**EXCERPTED TEXT:**
★ ★ ★ ★ ★

The header is followed by the Name Subtable, and, if Map Table size and 
Index List size are non-zero, those tables.  If the Map Table is present,
the Name Subtable is padded so that the Map Table is starts on a four-byte
boundry.

Appendix X.  Daniel J. Bernstein hash algorithm

Originally published in comp.lang.c, this algorithm has been empirically 
shown to be efficient and effective.

#include <stdint.h>
uint32_t djb_hash (const char *s)
{
        uint32_t h = 5381;
    unsigned char c;

        for (c = *s; c != '\0'; c = *++s)
                h = h * 33 + c;

        return h;
}


Appendix X.  Examples searching for names

Search for name, returning vector of dies which define that name.

dies[] = lookup_name ("name", NULL)

lookup_name (name, parent_dies) {
  digest = mapping_algorithm(name)
  map_index = digest % map_table_size
  name_list_index = map[map_index]
  if (name_list_index == 0xffffffff) then FAIL
  dies = []
  while (1) {
    name_index = readuleb128 (name_list_index)
    if (name_index == 0) break
    if (DW_NAME_TABLE_HAS_TAG) 
      list_digest = read_tag (name_list_index)
    if (DW_NAME_TABLE_HAS_DIGEST) 
      list_digest = read_digest (name_list_index)
    if (DW_NAME_TABLE_HAS_DIE) 
      list_die = read_die (name_list_index)
    if (DW_NAME_TABLE_HAS_PARENT) 
      list_parent = read_parent (name_list_index)
    if (DW_NAME_TABLE_HAS_DIE && (list_digest != digest))

★ ★ ★ ★ ★

(Dataset entries)
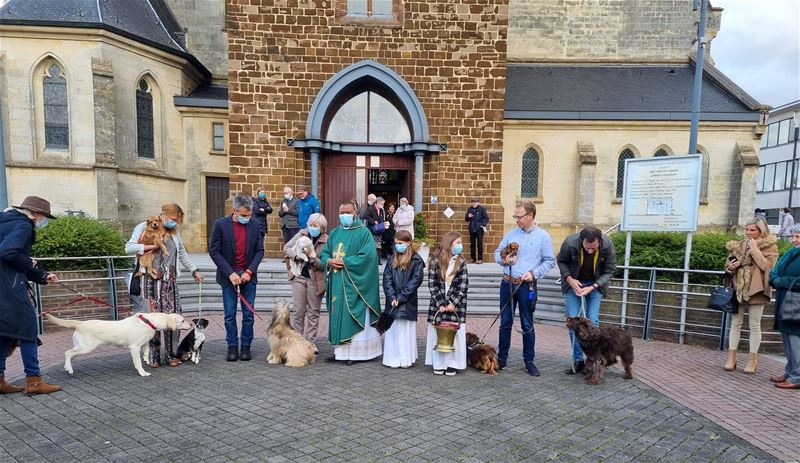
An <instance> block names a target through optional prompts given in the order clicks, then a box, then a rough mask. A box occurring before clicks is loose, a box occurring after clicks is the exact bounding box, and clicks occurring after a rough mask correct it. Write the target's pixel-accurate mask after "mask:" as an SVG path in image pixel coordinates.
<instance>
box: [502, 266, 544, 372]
mask: <svg viewBox="0 0 800 463" xmlns="http://www.w3.org/2000/svg"><path fill="white" fill-rule="evenodd" d="M514 289H516V285H513V284H511V282H510V281H506V280H503V282H502V283H500V309H501V310H502V312H500V351H499V352H498V354H497V357H498V360H499V361H500V363H503V364H505V363H506V362H507V361H508V349H509V348H510V347H511V327H512V326H513V324H514V312H515V311H516V309H517V306H519V321H520V325H521V327H522V333H523V334H522V360H523V361H525V366H526V367H527V366H532V365H533V358H534V356H535V348H536V333H535V332H534V329H533V312H534V311H535V310H536V300H535V299H536V297H535V296H536V295H535V294H534V300H532V301H531V300H528V294H529V293H531V289H530V286H528V283H522V284H521V285H519V289H517V292H516V293H515V294H514V300H513V301H512V302H510V303H508V306H506V303H507V302H508V301H509V299H510V298H511V293H512V292H513V291H514ZM533 291H534V292H535V287H534V290H533ZM504 307H505V308H504Z"/></svg>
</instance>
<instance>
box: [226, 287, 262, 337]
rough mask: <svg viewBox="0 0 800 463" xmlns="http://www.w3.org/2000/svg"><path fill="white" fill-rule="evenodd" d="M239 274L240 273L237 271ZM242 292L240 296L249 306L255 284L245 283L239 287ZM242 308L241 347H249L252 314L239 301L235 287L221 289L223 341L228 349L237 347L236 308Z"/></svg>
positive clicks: (238, 296)
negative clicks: (222, 325)
mask: <svg viewBox="0 0 800 463" xmlns="http://www.w3.org/2000/svg"><path fill="white" fill-rule="evenodd" d="M236 273H238V274H241V273H242V272H239V271H237V272H236ZM239 288H241V291H242V296H243V297H244V298H245V300H247V302H248V303H250V305H251V306H252V305H253V302H254V301H255V299H256V284H255V283H252V282H247V283H245V284H243V285H241V286H239ZM239 305H240V306H241V307H242V336H241V344H242V347H250V344H252V343H253V322H254V317H253V312H250V309H248V308H247V307H246V306H245V305H244V303H243V302H241V301H240V300H239V296H238V295H237V294H236V287H235V286H233V285H228V286H223V287H222V306H223V307H224V309H225V340H226V341H228V347H239V336H238V329H237V327H236V307H237V306H239Z"/></svg>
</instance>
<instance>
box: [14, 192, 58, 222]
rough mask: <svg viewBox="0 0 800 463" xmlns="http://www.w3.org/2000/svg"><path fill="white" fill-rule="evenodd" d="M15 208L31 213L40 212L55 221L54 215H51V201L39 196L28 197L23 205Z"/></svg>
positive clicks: (22, 204) (39, 212) (22, 201)
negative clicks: (52, 219)
mask: <svg viewBox="0 0 800 463" xmlns="http://www.w3.org/2000/svg"><path fill="white" fill-rule="evenodd" d="M14 207H15V208H17V209H26V210H29V211H31V212H39V213H41V214H44V215H45V217H47V218H50V219H55V217H53V214H51V213H50V201H48V200H46V199H43V198H40V197H38V196H28V197H27V198H25V200H24V201H22V204H20V205H19V206H14Z"/></svg>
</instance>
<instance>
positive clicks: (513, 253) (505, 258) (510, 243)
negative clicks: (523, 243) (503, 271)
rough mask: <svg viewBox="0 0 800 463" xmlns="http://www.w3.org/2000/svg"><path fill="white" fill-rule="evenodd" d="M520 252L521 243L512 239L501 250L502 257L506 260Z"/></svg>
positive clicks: (500, 252) (502, 258)
mask: <svg viewBox="0 0 800 463" xmlns="http://www.w3.org/2000/svg"><path fill="white" fill-rule="evenodd" d="M517 253H519V243H517V242H516V241H512V242H510V243H508V244H507V245H506V247H504V248H503V250H502V251H500V259H502V260H506V258H514V257H516V256H517Z"/></svg>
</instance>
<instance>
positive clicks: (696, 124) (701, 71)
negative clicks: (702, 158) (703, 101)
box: [688, 0, 708, 154]
mask: <svg viewBox="0 0 800 463" xmlns="http://www.w3.org/2000/svg"><path fill="white" fill-rule="evenodd" d="M698 1H699V2H700V23H699V24H698V25H697V57H696V58H695V70H694V89H693V91H692V126H691V129H690V131H689V153H688V154H695V153H697V132H698V129H699V124H700V99H701V92H700V90H701V88H702V85H703V63H704V61H705V56H704V55H705V48H706V37H705V35H706V12H707V10H708V0H694V10H695V11H696V10H697V2H698Z"/></svg>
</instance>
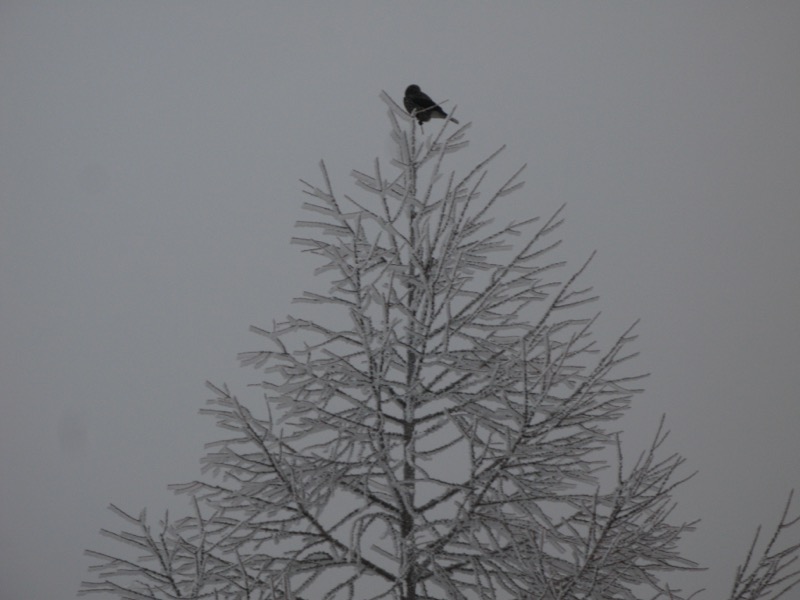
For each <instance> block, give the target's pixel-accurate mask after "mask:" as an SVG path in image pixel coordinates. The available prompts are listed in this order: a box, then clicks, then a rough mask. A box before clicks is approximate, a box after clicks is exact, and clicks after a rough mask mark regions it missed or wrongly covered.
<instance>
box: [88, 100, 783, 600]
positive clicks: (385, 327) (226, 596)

★ ★ ★ ★ ★

Reproduce the excerpt on name tables word for word, from "Search for name, returning" up to and including "name_index = readuleb128 (name_list_index)". This data has nothing to do with the work you are asked to do.

**RESPONSE TO THE TASK:**
Search for name, returning vector of dies which define that name.

dies[] = lookup_name ("name", NULL)

lookup_name (name, parent_dies) {
  digest = mapping_algorithm(name)
  map_index = digest % map_table_size
  name_list_index = map[map_index]
  if (name_list_index == 0xffffffff) then FAIL
  dies = []
  while (1) {
    name_index = readuleb128 (name_list_index)